Stored items from a collection
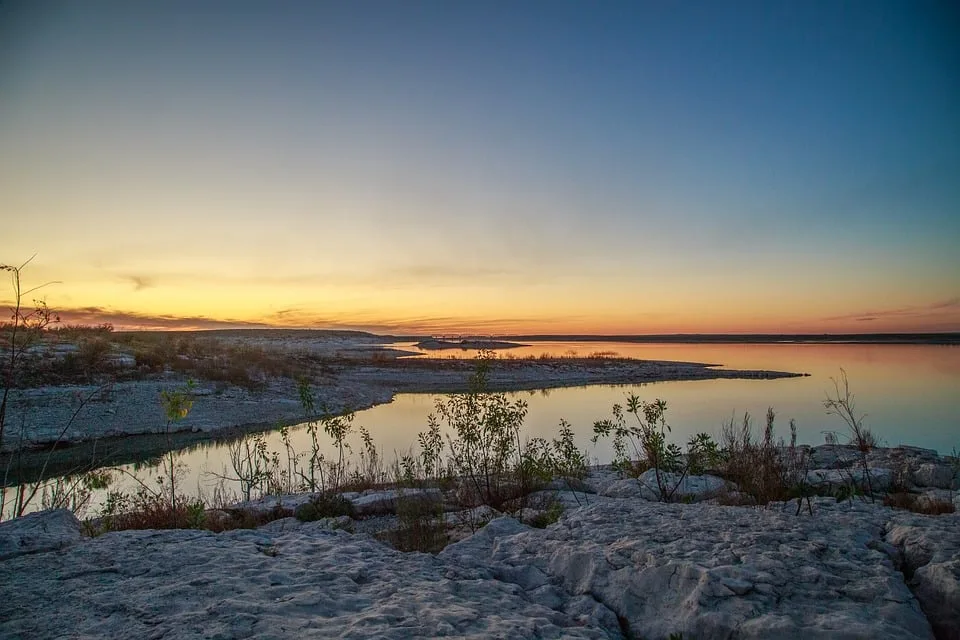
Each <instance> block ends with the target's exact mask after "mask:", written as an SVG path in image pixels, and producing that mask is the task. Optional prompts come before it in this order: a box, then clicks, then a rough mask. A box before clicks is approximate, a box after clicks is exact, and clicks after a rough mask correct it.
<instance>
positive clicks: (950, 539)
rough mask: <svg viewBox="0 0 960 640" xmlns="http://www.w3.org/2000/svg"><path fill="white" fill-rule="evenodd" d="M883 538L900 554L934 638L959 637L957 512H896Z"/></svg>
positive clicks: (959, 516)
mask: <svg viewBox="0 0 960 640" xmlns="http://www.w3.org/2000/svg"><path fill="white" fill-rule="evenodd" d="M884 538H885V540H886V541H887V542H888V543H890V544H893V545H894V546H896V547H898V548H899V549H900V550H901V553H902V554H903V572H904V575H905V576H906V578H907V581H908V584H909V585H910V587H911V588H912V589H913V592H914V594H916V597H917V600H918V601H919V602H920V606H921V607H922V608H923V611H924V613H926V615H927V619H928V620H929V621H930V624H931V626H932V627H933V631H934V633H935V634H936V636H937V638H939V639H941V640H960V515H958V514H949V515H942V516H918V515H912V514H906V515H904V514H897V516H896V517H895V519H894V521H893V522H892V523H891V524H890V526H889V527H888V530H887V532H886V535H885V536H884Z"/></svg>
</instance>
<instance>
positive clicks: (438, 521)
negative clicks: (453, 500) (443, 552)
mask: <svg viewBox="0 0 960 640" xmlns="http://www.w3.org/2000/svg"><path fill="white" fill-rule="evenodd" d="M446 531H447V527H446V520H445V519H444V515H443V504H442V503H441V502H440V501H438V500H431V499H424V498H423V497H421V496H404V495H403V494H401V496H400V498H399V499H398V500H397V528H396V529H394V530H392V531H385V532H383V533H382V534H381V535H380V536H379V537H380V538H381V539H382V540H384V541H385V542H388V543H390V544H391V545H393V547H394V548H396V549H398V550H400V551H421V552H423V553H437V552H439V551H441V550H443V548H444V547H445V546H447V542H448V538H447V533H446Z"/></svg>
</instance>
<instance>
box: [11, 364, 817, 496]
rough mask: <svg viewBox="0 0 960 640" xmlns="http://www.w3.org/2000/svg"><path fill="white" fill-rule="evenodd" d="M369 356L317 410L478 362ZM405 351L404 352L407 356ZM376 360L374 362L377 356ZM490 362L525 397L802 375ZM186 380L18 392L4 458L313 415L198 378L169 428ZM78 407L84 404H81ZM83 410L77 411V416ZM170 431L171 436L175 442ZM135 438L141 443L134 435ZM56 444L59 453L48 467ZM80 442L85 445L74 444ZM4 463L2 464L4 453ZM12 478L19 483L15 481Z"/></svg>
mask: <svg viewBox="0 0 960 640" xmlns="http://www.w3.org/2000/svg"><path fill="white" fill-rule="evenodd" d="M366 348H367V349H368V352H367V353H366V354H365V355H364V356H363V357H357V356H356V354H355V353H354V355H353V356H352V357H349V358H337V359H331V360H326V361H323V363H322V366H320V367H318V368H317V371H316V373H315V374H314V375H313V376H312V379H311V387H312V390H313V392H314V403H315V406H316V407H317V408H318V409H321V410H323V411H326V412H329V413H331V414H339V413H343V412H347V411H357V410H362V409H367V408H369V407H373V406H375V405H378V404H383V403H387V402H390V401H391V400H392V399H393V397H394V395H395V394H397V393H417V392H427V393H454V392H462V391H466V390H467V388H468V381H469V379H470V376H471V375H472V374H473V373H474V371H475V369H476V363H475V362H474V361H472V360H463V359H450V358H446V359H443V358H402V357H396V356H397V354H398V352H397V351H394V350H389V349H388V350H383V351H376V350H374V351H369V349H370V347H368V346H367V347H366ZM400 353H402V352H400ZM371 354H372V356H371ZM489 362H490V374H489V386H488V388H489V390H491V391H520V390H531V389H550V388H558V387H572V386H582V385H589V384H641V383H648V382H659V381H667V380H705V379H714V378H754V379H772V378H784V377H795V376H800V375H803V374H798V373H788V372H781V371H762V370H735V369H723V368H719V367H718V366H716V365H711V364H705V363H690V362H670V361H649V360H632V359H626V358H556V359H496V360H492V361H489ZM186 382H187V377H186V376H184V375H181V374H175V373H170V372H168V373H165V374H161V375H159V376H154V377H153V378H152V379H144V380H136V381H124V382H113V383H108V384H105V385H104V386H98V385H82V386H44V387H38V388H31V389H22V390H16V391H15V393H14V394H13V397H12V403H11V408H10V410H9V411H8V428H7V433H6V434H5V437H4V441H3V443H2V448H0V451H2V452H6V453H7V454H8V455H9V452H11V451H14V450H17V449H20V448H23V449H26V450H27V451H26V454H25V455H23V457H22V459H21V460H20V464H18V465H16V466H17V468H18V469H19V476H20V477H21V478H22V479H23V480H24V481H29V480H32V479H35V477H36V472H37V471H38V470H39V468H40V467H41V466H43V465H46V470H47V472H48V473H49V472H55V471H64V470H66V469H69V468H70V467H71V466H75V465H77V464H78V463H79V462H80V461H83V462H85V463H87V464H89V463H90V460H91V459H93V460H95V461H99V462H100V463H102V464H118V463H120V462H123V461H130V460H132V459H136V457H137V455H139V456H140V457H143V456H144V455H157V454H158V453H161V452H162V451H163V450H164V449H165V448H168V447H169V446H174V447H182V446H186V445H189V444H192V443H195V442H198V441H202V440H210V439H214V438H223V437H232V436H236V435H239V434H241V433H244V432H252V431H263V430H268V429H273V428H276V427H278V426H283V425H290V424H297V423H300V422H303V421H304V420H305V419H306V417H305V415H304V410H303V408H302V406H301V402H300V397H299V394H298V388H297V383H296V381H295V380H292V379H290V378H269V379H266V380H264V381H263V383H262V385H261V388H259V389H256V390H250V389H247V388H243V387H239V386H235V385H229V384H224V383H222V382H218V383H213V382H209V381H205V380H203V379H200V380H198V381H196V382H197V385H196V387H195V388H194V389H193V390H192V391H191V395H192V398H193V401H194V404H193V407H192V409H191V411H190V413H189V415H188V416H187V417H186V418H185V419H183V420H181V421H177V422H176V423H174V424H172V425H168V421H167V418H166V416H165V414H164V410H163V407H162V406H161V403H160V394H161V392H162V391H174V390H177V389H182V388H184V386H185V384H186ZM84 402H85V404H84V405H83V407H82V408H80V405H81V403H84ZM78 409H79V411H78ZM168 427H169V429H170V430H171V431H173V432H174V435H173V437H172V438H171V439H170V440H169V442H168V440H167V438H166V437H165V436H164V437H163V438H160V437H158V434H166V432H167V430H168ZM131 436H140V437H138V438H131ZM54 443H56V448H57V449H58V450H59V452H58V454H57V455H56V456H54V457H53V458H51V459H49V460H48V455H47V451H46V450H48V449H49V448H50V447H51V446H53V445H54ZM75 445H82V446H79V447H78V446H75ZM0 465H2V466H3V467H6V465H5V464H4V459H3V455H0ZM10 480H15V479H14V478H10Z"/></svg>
...
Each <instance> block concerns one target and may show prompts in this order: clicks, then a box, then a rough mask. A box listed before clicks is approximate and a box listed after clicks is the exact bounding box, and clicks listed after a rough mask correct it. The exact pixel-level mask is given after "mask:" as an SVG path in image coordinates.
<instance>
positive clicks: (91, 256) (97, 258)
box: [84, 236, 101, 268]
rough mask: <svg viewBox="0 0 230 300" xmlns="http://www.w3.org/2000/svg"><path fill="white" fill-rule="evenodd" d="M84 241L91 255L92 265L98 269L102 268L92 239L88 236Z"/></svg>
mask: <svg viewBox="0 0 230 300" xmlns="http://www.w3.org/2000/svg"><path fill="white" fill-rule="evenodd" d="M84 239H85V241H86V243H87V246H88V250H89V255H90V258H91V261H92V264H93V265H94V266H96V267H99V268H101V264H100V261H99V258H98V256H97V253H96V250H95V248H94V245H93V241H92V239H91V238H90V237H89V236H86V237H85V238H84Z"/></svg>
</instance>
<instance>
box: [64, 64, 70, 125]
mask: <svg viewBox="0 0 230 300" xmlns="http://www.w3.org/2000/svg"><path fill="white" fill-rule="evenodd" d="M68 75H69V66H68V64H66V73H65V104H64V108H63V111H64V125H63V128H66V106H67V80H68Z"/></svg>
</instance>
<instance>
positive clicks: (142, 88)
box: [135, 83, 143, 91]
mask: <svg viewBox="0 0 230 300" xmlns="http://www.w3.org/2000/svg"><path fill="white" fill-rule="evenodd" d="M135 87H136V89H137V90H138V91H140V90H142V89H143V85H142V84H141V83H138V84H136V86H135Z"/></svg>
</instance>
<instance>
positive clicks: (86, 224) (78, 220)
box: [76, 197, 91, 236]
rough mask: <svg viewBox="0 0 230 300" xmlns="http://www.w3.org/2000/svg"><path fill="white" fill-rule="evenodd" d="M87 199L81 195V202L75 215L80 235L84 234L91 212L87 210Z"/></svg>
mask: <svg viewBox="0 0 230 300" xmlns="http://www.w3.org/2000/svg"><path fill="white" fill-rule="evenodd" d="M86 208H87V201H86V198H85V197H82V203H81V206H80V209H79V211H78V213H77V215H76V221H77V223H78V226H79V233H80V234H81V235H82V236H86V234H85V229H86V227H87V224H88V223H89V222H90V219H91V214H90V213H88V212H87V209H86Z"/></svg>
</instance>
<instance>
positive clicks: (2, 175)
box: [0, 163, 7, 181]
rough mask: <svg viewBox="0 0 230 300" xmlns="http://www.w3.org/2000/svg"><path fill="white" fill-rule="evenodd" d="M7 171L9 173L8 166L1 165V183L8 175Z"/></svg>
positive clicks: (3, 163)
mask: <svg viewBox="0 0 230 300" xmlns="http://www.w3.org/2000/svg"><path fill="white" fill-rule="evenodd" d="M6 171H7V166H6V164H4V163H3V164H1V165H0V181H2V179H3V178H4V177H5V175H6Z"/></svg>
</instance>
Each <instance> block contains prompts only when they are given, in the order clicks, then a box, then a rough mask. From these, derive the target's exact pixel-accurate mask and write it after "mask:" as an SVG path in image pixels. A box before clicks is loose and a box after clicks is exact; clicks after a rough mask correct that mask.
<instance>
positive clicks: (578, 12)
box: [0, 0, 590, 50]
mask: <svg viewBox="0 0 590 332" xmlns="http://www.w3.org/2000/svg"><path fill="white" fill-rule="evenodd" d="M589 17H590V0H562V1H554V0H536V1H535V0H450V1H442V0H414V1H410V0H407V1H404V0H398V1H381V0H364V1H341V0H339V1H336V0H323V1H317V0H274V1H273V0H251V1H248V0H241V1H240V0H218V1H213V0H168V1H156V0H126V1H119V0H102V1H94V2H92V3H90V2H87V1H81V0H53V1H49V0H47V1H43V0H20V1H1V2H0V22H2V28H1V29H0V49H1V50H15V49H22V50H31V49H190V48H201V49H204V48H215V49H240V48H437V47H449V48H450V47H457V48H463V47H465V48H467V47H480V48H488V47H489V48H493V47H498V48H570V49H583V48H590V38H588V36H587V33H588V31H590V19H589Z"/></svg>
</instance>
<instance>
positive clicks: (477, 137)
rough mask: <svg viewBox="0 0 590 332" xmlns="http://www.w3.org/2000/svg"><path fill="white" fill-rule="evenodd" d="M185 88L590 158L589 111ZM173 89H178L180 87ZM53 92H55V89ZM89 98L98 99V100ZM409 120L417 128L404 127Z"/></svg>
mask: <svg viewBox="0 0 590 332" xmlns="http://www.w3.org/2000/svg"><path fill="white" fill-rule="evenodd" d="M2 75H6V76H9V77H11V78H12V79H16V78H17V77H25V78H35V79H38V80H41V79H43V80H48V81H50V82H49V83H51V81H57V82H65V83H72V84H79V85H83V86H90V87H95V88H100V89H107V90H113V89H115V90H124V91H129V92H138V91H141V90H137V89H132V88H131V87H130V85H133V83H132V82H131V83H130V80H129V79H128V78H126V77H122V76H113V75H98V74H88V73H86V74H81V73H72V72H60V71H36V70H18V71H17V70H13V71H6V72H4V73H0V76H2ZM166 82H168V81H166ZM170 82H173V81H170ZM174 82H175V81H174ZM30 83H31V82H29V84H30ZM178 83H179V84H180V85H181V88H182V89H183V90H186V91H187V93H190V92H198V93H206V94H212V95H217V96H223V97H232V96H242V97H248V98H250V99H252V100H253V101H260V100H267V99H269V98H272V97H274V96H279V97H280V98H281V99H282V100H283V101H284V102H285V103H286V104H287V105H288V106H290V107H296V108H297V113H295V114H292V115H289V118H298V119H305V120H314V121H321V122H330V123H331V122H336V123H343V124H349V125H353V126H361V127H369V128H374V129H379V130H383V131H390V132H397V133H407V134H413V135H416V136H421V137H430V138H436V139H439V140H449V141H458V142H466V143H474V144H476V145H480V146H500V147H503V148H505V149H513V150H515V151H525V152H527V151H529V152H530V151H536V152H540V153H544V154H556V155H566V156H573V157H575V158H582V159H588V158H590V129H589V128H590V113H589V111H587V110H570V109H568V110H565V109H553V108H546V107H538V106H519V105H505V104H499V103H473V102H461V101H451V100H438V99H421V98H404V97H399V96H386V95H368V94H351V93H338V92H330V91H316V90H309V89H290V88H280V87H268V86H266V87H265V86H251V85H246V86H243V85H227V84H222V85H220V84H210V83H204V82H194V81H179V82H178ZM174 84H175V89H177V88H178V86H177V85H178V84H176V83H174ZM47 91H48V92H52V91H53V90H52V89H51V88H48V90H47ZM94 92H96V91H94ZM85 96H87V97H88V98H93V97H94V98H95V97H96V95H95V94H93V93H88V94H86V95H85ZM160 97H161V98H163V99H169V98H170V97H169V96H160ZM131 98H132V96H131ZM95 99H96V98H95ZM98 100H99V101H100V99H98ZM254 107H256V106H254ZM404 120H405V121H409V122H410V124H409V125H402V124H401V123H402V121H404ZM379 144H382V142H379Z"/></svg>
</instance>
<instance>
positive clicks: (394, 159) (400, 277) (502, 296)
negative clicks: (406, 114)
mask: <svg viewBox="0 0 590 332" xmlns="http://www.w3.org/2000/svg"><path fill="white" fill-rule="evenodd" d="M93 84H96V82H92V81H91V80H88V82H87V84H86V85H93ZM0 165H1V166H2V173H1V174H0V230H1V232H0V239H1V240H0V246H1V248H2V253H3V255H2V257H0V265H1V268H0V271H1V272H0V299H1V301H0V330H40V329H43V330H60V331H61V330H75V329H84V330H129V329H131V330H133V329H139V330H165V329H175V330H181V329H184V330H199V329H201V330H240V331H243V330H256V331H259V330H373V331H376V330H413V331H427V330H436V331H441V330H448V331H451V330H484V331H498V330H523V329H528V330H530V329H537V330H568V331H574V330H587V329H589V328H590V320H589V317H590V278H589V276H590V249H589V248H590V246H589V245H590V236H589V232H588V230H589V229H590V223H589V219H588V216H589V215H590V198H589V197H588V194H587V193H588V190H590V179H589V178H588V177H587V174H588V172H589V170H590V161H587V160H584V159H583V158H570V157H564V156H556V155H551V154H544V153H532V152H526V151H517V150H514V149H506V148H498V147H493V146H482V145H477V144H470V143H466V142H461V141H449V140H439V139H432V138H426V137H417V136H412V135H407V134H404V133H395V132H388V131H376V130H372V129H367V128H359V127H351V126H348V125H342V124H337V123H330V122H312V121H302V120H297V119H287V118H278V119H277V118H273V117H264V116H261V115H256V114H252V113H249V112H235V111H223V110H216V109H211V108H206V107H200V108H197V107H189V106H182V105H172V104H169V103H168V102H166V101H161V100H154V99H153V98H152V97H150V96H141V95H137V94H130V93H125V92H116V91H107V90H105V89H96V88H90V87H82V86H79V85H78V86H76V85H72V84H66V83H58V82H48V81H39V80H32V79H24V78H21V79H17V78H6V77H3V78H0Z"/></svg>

→ YOUR ASSIGNMENT:
Identify every line in the material above that contains the string "approximate", treating uppercase and lowercase letters as distinct, and copy each such line.

→ EXERCISE ANSWER:
Each <instance> block ends with the target's exact mask after "mask:", written as an SVG path in image pixels, and producing that mask is the task. Optional prompts come before it in this order: a box, then clicks, then a rough mask. A box before clicks is approximate, a box after clicks is exact, and clicks after a rough mask correct it.
Each <instance> block concerns one target and may show prompts in this order: clicks, then a box, then a rough mask. A box listed before clicks is approximate and a box listed after clicks is the exact bounding box, and clicks listed after a rough mask correct it. The exact pixel-level mask is given after "mask:" as an SVG path in image coordinates.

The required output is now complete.